- Problem to solve: Count how many lines of the material below contain the string "white", matching case exactly, and give only that number.
+++ Extracted material
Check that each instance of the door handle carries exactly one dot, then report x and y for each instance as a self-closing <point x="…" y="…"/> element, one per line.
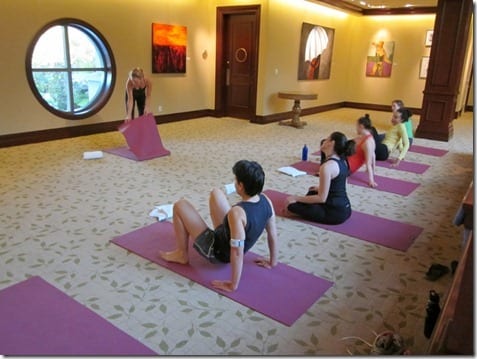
<point x="227" y="74"/>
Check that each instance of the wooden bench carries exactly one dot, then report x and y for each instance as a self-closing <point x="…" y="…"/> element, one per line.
<point x="296" y="97"/>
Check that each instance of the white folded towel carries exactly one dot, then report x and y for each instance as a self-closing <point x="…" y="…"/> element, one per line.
<point x="291" y="171"/>
<point x="162" y="212"/>
<point x="92" y="155"/>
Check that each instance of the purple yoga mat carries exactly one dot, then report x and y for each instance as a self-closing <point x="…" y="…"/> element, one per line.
<point x="413" y="167"/>
<point x="282" y="293"/>
<point x="127" y="153"/>
<point x="427" y="150"/>
<point x="38" y="319"/>
<point x="385" y="232"/>
<point x="385" y="184"/>
<point x="143" y="139"/>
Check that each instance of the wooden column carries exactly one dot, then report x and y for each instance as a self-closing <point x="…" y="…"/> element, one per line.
<point x="451" y="31"/>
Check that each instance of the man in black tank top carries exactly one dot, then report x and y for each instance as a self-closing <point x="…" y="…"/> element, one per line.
<point x="235" y="229"/>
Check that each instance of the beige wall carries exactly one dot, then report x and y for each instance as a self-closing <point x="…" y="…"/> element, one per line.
<point x="127" y="27"/>
<point x="408" y="33"/>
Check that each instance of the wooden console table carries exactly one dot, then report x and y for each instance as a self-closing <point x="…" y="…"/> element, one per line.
<point x="297" y="97"/>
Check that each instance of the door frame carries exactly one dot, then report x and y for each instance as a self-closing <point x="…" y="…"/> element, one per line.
<point x="222" y="13"/>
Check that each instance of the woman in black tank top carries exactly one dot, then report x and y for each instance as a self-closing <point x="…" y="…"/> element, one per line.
<point x="328" y="202"/>
<point x="138" y="92"/>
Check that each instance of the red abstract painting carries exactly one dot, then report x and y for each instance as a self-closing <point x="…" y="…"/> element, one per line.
<point x="169" y="48"/>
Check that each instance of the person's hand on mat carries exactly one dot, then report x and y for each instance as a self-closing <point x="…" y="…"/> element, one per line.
<point x="290" y="200"/>
<point x="262" y="262"/>
<point x="396" y="163"/>
<point x="225" y="285"/>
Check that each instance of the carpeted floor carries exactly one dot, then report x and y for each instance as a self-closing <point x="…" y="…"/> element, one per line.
<point x="58" y="213"/>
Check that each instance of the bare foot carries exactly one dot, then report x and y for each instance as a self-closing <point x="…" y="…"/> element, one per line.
<point x="176" y="256"/>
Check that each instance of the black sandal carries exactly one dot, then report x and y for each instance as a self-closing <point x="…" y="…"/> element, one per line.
<point x="437" y="271"/>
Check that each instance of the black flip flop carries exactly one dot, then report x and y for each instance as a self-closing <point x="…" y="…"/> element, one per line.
<point x="436" y="271"/>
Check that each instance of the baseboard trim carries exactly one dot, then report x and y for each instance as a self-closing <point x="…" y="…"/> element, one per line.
<point x="263" y="120"/>
<point x="24" y="138"/>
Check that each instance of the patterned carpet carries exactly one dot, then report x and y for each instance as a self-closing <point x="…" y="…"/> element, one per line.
<point x="58" y="213"/>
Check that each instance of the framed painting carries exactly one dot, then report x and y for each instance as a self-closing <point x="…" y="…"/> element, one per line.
<point x="316" y="49"/>
<point x="429" y="34"/>
<point x="380" y="59"/>
<point x="424" y="67"/>
<point x="169" y="48"/>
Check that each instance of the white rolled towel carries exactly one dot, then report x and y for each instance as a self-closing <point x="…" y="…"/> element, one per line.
<point x="92" y="155"/>
<point x="162" y="212"/>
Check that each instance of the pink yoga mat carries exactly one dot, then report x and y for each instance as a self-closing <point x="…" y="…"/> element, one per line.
<point x="143" y="139"/>
<point x="427" y="150"/>
<point x="385" y="184"/>
<point x="38" y="319"/>
<point x="283" y="293"/>
<point x="413" y="167"/>
<point x="385" y="232"/>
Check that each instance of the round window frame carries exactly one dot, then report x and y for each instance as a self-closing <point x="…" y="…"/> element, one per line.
<point x="109" y="69"/>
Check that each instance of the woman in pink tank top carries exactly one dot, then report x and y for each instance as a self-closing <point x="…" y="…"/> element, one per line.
<point x="365" y="150"/>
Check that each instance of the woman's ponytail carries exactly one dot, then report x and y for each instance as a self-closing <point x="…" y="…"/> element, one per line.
<point x="365" y="121"/>
<point x="343" y="147"/>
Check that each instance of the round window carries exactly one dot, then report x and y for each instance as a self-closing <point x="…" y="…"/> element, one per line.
<point x="70" y="69"/>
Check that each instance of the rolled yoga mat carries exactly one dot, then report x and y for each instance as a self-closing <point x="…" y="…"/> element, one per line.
<point x="406" y="166"/>
<point x="385" y="232"/>
<point x="143" y="139"/>
<point x="385" y="184"/>
<point x="282" y="293"/>
<point x="427" y="150"/>
<point x="38" y="319"/>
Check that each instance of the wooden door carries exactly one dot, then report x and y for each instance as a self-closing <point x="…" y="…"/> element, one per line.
<point x="237" y="61"/>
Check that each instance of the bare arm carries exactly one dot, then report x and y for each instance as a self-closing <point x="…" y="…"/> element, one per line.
<point x="327" y="171"/>
<point x="129" y="104"/>
<point x="148" y="95"/>
<point x="272" y="237"/>
<point x="405" y="141"/>
<point x="237" y="221"/>
<point x="370" y="157"/>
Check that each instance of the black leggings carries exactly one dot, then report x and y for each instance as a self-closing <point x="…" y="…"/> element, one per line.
<point x="140" y="100"/>
<point x="321" y="212"/>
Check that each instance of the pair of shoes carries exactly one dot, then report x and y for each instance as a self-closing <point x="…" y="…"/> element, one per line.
<point x="436" y="271"/>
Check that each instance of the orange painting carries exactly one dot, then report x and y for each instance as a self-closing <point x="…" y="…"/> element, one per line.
<point x="169" y="48"/>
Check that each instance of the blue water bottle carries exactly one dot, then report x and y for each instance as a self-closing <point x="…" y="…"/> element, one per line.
<point x="304" y="153"/>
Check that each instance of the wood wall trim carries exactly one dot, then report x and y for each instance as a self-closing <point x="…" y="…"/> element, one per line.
<point x="400" y="11"/>
<point x="449" y="45"/>
<point x="377" y="107"/>
<point x="23" y="138"/>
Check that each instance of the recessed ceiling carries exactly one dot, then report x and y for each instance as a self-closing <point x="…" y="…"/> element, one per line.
<point x="391" y="4"/>
<point x="383" y="7"/>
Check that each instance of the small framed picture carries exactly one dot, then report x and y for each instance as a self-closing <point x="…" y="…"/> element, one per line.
<point x="423" y="68"/>
<point x="429" y="34"/>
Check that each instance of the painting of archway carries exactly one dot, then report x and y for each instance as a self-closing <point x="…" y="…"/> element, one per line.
<point x="316" y="49"/>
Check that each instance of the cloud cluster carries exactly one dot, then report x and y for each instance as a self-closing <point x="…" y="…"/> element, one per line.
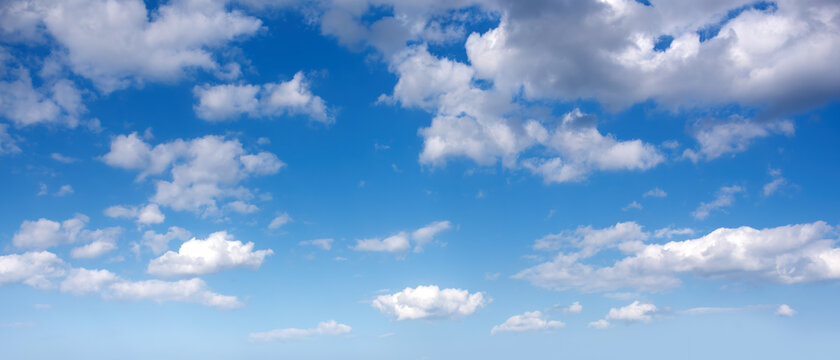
++++++
- Solution for this problem: 2